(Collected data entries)
########
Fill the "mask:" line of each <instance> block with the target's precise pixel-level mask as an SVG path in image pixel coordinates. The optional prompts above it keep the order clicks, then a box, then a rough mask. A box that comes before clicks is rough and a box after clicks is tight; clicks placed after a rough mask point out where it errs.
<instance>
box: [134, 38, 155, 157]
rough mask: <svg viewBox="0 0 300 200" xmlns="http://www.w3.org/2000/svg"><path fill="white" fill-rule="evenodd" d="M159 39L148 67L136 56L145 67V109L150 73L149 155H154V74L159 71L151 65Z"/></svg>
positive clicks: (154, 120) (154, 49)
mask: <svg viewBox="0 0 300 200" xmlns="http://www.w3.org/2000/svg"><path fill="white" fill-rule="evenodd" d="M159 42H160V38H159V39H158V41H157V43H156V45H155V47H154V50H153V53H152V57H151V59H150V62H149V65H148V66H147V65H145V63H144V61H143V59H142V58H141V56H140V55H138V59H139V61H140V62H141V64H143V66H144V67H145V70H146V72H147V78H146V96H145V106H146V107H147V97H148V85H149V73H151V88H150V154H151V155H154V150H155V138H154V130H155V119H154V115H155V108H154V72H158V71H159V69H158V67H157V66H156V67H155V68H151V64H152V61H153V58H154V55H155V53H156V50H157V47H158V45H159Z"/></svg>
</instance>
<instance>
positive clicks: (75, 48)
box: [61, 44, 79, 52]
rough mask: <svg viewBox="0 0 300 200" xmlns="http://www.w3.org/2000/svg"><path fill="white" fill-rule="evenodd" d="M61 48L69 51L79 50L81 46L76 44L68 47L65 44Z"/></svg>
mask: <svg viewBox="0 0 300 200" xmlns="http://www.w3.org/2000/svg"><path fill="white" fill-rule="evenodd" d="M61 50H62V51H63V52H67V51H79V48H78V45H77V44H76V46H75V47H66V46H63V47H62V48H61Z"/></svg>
########
*Task goal:* Reproduce every record in full, keeping each one exactly as it reads.

*Solution to this problem:*
Fill the "mask:" line of each <instance> block with the target's precise pixel-level mask as an SVG path in image pixel coordinates. The optional prompts above it keep the order clicks, then a box, then a rough mask. A box that comes before clicks is rough and a box after clicks is tight; clicks placed after a rough mask point out where it errs.
<instance>
box: [134, 38, 155, 157]
rough mask: <svg viewBox="0 0 300 200" xmlns="http://www.w3.org/2000/svg"><path fill="white" fill-rule="evenodd" d="M159 39L148 67L136 56L145 67V109L150 73L149 155H154V74L159 71L151 65Z"/></svg>
positive clicks: (154, 120) (154, 49)
mask: <svg viewBox="0 0 300 200" xmlns="http://www.w3.org/2000/svg"><path fill="white" fill-rule="evenodd" d="M159 42H160V38H159V39H158V41H157V43H156V45H155V47H154V50H153V53H152V57H151V59H150V62H149V65H148V66H147V65H145V63H144V61H143V59H142V58H141V56H140V55H138V59H139V61H140V62H141V64H143V66H144V67H145V70H146V72H147V78H146V96H145V106H146V107H147V97H148V85H149V73H151V88H150V154H151V155H154V150H155V138H154V130H155V119H154V115H155V108H154V72H158V71H159V69H158V67H157V66H156V67H155V68H151V64H152V61H153V58H154V55H155V53H156V50H157V47H158V45H159Z"/></svg>
</instance>
<instance>
positive clicks: (75, 48)
box: [61, 44, 79, 52]
rough mask: <svg viewBox="0 0 300 200" xmlns="http://www.w3.org/2000/svg"><path fill="white" fill-rule="evenodd" d="M61 48L69 51L79 50L81 46L76 44L68 47L65 44Z"/></svg>
mask: <svg viewBox="0 0 300 200" xmlns="http://www.w3.org/2000/svg"><path fill="white" fill-rule="evenodd" d="M61 50H62V51H63V52H67V51H79V48H78V45H77V44H76V46H75V47H66V46H63V47H62V48H61Z"/></svg>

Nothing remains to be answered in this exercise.